● Excerto
Não esquece, no entanto, uma péssima doença de que sofrem os portugueses: desconfiam de si próprios. Na sua opinião, têm o estranho hábito de dizer mal - não no estrangeiro, mas em Portugal - de si e da sua terra. É um mal que vem de longe. O autor não consegue explicá-lo, mas torna-o visível no seguinte contraste: em toda a parte, os portugueses são respeitados, como pessoas sérias, afáveis e trabalhadoras; gozam de justo prestígio e fazem excelente figura entre as outras comunidades nacionais. Apesar disso, na sua terra, estão sempre a menosprezar o seu país: é a parvónia, a piolheira, como lhe chamava D. Carlos, a choldra. Parecem sofrer de um complexo de inferioridade em relação ao estrangeiro...

Sem qualquer razão de ser. Como sublinha, a nossa história, que se desdobra por tantas regiões do mundo e deixou marcas em todos os continentes, é incomparável. Se os portugueses, no geral, são afáveis, reconhece que há portugueses azedos - entre as elites - que gostariam de ter nascido no estrangeiro e que não perdem uma oportunidade para desancar o seu país. Soares confessa que nunca os compreendeu, mesmo quando eram escritores de génio, como Eça de Queirós, ou grandes caricaturistas, como Rafael Bordalo Pinheiro, ou pertenciam a círculos snobes, como os Vencidos da Vida, com todo o respeito que lhe merecem essas ilustres pessoas.

● Como proceder
Transcreva o trecho do excerto desde "Sem qualquer razão" até "essas ilustres pessoas.", inclusive, trocando "incomparável" por "inigualável".

● Dados fornecidos

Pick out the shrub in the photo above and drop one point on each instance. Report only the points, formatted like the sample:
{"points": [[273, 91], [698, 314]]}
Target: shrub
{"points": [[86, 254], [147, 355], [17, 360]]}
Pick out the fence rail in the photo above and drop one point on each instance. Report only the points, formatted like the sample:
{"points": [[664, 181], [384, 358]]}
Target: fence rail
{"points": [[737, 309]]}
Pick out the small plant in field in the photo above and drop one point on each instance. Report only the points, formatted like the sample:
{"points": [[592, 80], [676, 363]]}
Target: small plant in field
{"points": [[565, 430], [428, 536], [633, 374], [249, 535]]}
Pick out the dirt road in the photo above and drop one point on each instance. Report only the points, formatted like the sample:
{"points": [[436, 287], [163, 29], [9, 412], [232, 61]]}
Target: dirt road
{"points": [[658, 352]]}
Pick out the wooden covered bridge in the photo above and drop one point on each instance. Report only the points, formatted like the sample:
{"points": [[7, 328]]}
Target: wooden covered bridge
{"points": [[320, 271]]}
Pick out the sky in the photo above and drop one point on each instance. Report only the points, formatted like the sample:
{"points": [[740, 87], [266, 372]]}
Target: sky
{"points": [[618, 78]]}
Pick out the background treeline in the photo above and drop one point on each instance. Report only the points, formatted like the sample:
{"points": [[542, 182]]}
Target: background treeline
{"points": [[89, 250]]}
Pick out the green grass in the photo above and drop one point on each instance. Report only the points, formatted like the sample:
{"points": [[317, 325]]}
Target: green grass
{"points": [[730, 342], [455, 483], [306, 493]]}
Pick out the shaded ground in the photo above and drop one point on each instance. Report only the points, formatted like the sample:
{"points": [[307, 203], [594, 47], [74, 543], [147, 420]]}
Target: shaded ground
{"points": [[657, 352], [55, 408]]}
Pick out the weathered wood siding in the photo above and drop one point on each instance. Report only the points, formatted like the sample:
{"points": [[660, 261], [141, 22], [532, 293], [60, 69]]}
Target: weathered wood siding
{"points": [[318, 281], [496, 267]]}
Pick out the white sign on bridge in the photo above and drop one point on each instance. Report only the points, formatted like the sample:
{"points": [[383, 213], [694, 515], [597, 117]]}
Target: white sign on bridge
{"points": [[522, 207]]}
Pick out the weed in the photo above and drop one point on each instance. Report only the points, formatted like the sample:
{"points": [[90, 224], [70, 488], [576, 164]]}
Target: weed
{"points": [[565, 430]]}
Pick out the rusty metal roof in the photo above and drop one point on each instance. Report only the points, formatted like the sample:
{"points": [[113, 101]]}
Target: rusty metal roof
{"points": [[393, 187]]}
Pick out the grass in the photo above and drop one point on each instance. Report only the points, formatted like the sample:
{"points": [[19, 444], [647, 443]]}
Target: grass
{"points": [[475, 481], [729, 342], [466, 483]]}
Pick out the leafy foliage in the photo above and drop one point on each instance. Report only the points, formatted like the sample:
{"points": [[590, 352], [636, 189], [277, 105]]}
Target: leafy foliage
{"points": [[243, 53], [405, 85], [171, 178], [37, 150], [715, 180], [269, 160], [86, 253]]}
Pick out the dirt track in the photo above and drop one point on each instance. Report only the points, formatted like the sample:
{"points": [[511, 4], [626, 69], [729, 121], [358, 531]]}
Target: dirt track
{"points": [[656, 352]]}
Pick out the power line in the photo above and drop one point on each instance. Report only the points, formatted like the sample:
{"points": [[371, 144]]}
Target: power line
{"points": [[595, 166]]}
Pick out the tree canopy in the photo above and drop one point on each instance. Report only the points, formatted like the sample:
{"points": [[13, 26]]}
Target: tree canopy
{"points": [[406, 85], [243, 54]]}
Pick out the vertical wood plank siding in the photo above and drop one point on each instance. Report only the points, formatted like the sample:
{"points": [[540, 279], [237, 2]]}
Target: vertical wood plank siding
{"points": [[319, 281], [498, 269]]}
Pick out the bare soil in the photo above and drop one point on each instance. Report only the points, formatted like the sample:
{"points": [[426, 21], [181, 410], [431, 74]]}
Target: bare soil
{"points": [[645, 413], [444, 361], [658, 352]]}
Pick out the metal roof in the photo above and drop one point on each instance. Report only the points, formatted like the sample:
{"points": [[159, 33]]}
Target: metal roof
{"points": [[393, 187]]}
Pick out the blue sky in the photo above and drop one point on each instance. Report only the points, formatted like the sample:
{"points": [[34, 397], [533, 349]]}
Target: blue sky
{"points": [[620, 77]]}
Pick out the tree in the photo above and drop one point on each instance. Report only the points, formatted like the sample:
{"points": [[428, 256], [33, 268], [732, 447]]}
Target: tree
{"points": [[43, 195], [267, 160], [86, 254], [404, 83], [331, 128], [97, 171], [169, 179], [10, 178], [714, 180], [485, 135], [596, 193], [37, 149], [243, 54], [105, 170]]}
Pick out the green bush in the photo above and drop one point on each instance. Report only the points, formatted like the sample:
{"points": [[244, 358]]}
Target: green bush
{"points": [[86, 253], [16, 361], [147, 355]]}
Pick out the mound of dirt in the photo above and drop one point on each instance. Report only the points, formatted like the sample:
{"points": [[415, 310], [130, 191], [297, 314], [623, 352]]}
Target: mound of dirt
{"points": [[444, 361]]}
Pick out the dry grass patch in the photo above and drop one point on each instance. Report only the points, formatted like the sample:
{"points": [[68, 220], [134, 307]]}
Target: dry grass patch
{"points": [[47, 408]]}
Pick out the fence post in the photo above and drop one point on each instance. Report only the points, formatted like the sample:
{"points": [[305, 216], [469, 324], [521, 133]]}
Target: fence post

...

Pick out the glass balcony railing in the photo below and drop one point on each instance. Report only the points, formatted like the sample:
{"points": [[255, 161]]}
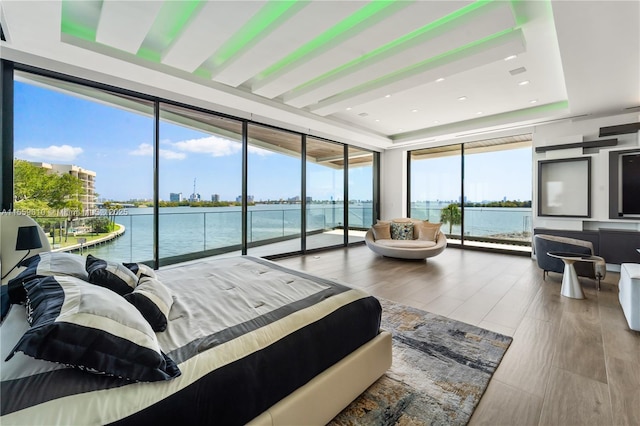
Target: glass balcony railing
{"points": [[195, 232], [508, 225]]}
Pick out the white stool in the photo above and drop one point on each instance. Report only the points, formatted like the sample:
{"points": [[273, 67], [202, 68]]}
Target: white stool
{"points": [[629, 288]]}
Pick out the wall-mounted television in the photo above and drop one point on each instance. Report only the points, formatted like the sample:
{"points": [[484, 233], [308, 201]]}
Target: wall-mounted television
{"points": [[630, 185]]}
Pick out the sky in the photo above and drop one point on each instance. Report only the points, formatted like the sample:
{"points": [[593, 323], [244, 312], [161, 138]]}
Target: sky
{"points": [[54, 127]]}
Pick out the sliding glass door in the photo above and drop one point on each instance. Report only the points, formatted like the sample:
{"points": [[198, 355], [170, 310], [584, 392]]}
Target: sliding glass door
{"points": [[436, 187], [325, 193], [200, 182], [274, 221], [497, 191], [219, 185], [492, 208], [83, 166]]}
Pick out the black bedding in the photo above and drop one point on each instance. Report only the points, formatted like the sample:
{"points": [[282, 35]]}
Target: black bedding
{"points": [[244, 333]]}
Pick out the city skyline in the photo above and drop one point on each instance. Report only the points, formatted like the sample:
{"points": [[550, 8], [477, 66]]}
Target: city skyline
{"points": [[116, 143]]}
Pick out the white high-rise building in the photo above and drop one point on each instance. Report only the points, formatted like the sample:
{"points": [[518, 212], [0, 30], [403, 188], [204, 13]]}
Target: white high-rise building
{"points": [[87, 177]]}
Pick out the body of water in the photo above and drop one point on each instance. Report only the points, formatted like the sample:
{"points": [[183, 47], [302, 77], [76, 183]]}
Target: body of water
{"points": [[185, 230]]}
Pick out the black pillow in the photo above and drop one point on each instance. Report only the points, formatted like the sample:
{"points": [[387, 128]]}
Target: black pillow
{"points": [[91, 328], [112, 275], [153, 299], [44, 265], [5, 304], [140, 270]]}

● Resposta
Sem qualquer razão de ser. Como sublinha, a nossa história, que se desdobra por tantas regiões do mundo e deixou marcas em todos os continentes, é inigualável. Se os portugueses, no geral, são afáveis, reconhece que há portugueses azedos - entre as elites - que gostariam de ter nascido no estrangeiro e que não perdem uma oportunidade para desancar o seu país. Soares confessa que nunca os compreendeu, mesmo quando eram escritores de génio, como Eça de Queirós, ou grandes caricaturistas, como Rafael Bordalo Pinheiro, ou pertenciam a círculos snobes, como os Vencidos da Vida, com todo o respeito que lhe merecem essas ilustres pessoas.